*DESCRIPTION OF THE TASK:*
Would it be possible to quote, exactly and in full, the lines from the one with "Exercise. Tag every instance of the rear door" through the end of the entries below?

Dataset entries
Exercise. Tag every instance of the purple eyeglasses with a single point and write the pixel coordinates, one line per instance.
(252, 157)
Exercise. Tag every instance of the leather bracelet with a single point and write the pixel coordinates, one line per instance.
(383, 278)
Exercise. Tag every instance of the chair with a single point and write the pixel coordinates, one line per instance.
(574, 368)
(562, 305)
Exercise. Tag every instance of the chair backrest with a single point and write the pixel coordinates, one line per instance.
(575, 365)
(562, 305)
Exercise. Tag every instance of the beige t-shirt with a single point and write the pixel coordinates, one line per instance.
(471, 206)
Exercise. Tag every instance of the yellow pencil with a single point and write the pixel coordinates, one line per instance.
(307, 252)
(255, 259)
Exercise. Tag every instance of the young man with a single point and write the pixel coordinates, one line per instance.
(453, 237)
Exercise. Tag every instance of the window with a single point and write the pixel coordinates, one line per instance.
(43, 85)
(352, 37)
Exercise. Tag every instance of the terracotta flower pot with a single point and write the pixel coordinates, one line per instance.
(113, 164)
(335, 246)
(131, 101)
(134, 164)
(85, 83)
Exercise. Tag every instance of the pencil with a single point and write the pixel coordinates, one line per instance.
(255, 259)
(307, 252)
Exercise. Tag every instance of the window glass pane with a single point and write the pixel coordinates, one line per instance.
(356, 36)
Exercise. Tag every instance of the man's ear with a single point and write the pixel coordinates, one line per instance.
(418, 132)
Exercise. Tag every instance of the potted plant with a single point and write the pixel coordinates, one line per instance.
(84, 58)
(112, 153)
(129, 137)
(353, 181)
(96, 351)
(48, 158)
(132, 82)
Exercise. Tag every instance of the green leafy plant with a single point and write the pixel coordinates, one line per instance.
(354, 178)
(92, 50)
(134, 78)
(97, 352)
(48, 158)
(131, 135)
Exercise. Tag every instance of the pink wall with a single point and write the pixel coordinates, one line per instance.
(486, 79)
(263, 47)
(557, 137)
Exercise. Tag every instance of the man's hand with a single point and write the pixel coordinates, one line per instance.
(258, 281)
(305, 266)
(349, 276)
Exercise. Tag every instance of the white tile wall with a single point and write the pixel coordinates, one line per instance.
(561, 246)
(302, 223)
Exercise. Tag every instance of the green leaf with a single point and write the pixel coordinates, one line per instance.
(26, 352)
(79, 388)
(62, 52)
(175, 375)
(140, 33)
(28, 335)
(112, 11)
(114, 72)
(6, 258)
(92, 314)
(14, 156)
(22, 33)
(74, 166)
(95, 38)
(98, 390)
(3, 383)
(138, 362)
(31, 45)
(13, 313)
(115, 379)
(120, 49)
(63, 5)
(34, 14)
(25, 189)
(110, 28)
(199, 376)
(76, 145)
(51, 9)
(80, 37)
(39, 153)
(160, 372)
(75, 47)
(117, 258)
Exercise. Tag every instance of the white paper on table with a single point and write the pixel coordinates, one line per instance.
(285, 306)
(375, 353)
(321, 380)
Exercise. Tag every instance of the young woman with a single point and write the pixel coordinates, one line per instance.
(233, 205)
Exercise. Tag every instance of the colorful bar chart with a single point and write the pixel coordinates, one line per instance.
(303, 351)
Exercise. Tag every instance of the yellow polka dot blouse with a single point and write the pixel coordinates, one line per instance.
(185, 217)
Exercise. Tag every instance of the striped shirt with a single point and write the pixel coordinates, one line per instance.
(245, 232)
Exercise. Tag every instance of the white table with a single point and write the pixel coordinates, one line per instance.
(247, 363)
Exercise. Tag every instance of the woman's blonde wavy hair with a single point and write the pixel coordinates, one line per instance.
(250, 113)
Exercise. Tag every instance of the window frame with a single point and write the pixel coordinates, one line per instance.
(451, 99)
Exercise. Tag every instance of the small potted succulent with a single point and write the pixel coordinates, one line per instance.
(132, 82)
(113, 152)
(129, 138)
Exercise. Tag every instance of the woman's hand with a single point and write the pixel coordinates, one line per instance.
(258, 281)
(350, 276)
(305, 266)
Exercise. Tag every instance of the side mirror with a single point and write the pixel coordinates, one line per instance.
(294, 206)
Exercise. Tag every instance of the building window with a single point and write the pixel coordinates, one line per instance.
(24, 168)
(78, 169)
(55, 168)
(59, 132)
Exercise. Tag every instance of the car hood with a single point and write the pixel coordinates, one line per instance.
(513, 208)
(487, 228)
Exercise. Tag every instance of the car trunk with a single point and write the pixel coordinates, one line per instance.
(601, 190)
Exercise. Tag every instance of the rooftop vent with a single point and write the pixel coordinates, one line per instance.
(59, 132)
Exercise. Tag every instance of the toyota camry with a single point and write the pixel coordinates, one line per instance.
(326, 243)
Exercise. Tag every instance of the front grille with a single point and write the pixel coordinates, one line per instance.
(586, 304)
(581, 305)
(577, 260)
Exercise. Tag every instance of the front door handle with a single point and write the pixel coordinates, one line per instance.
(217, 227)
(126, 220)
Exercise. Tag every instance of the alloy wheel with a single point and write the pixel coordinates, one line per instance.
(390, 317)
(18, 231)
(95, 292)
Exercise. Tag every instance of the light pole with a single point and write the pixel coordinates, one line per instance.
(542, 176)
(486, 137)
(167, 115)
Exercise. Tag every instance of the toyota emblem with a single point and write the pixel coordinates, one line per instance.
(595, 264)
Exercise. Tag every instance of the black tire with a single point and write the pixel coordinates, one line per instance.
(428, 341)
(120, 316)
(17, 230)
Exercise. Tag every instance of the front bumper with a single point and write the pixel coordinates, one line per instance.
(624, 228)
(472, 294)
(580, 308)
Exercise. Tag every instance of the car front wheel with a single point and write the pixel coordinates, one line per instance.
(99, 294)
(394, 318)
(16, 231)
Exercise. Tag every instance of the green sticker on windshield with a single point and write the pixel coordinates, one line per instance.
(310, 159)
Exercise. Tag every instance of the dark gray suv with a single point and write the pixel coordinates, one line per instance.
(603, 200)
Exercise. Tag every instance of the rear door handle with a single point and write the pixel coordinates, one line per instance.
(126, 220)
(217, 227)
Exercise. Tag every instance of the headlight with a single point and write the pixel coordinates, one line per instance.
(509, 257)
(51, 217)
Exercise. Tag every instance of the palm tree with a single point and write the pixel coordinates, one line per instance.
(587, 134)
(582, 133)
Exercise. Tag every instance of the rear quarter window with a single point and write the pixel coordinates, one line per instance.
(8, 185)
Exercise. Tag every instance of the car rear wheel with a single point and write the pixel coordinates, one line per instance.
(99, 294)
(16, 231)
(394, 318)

*FINISHED TASK:*
Exercise. Tag every instance of the rear door handle with a single point and write the pixel coordinates, one line per instance.
(126, 220)
(217, 227)
Exercise. Tag every instance of the headlight with a single point and write the pixel coordinates, one line per instance.
(509, 257)
(51, 217)
Exercise. Tag every instance of the palm tree with a single point and write the pixel coordinates, one line per instance.
(587, 134)
(582, 133)
Exercise. Tag every instance of the rear quarter window with a single point and write the pixel coordinates, one line per instance.
(8, 185)
Exercise. Tag every instance of the car rear wheel with a single point and write the pixel coordinates, one line per instance.
(99, 294)
(16, 231)
(394, 318)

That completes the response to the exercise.